• Your goal
Repeat the records below exactly as they appear.

• Given data
****************

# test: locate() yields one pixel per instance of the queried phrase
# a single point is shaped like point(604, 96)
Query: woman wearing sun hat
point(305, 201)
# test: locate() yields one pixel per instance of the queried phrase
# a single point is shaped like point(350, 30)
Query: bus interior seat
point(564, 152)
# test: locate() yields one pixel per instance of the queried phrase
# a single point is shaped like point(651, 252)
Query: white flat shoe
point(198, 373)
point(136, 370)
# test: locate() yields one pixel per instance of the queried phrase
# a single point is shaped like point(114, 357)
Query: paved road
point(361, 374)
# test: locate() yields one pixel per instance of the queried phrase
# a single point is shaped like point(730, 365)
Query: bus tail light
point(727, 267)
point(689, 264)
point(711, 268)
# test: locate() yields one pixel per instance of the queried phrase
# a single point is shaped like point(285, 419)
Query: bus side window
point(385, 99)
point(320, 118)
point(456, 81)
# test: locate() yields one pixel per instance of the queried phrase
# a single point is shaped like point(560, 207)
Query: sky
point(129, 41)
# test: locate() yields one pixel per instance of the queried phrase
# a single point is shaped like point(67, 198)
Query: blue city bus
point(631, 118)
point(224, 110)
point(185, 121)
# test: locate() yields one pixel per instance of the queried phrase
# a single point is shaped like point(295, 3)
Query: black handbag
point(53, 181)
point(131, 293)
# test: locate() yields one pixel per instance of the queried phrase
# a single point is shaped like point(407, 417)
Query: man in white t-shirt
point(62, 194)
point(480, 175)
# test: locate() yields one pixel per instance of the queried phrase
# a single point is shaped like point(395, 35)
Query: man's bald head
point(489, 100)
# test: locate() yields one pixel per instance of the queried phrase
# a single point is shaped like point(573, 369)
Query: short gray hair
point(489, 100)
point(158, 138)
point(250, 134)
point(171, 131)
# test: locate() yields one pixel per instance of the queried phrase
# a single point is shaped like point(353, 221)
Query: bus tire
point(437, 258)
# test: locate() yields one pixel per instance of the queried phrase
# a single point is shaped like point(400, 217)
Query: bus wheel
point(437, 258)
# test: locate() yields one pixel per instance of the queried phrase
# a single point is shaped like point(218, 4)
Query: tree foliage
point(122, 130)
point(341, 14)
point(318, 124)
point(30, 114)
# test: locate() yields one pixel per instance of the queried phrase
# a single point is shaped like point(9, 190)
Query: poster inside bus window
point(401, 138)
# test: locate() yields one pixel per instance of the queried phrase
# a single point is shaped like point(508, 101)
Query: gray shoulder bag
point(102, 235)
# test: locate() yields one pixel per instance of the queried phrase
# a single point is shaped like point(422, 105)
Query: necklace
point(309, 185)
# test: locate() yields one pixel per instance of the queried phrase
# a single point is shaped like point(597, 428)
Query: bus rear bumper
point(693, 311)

****************

• Finished task
# test: locate() yields one pixel per instance of the queried phrase
# a single point is shaped like point(604, 96)
Query: woman wearing sun hat
point(305, 201)
# test: locate() yields one pixel per instance of the queried phrase
# a single point is shaped like point(350, 30)
Query: bus interior seat
point(564, 152)
# test: locate() yields one pixel per instance of the queried phrase
# a single point is shaped like point(651, 252)
Query: white flat shoe
point(198, 373)
point(136, 370)
# test: locate() yields one pixel per instance of the queried phrase
# a single point is shaped like point(114, 357)
Query: paved road
point(361, 374)
# test: locate() yields one pixel per instance of the queried phrase
# a single point is shaped like point(730, 365)
Query: bus tail light
point(727, 267)
point(689, 264)
point(711, 268)
# test: locate() yields one pixel per instance of the queried phrase
# a single point is shaped like point(285, 419)
Query: bus side window
point(385, 99)
point(320, 118)
point(456, 81)
# test: locate() yields one pixel per instance of the queried phrase
# a single point is shaped like point(560, 207)
Query: sky
point(129, 41)
# test: locate() yields one pixel per instance of the queried phrase
# a single point is shaped like point(67, 198)
Query: blue city bus
point(631, 118)
point(224, 110)
point(185, 121)
# test: locate() yields one pixel per instance of the queried phrase
# a single point is shaped like point(295, 3)
Query: black handbag
point(53, 181)
point(131, 293)
# test: locate() yields one pixel per instance of the queried phrase
# a single point is shaped like point(407, 417)
Query: man in white t-shirt
point(62, 194)
point(480, 175)
# test: locate() yields one pixel per instance of the queried phrase
# a single point is shaped like point(395, 35)
Query: man's bald head
point(489, 100)
# test: locate() yields one pixel per instance of the queried phrase
# a single point is shaped like point(573, 369)
Query: short gray hair
point(489, 100)
point(158, 138)
point(250, 134)
point(171, 131)
# test: locate() yields one pixel per instance of the queried phrase
# a single point is shaped like point(353, 221)
Query: bus tire
point(437, 258)
# test: locate() yields one pixel per instance of the queried phrase
# a single point is shaped like point(400, 217)
Query: bus wheel
point(437, 258)
# test: locate() yields one pixel per instance of the queried phrase
# a single point is shaped like point(218, 4)
Query: tree foliage
point(122, 130)
point(341, 14)
point(318, 124)
point(30, 114)
# test: locate() yields one pixel per instance of the queried phrase
# a single point is shaped like point(9, 190)
Query: poster inside bus window
point(401, 138)
# test: locate() yields one pixel per instance of the queried phrase
# a single point is shaped like point(508, 101)
Query: gray shoulder bag
point(102, 235)
# test: locate() yields one pixel per instance of the queried phrase
# a single point is shaped like point(422, 105)
Query: necklace
point(309, 185)
# test: locate() yields one pixel per instance of the queried phrase
# a single point is shaped like point(597, 428)
Query: bus rear bumper
point(693, 311)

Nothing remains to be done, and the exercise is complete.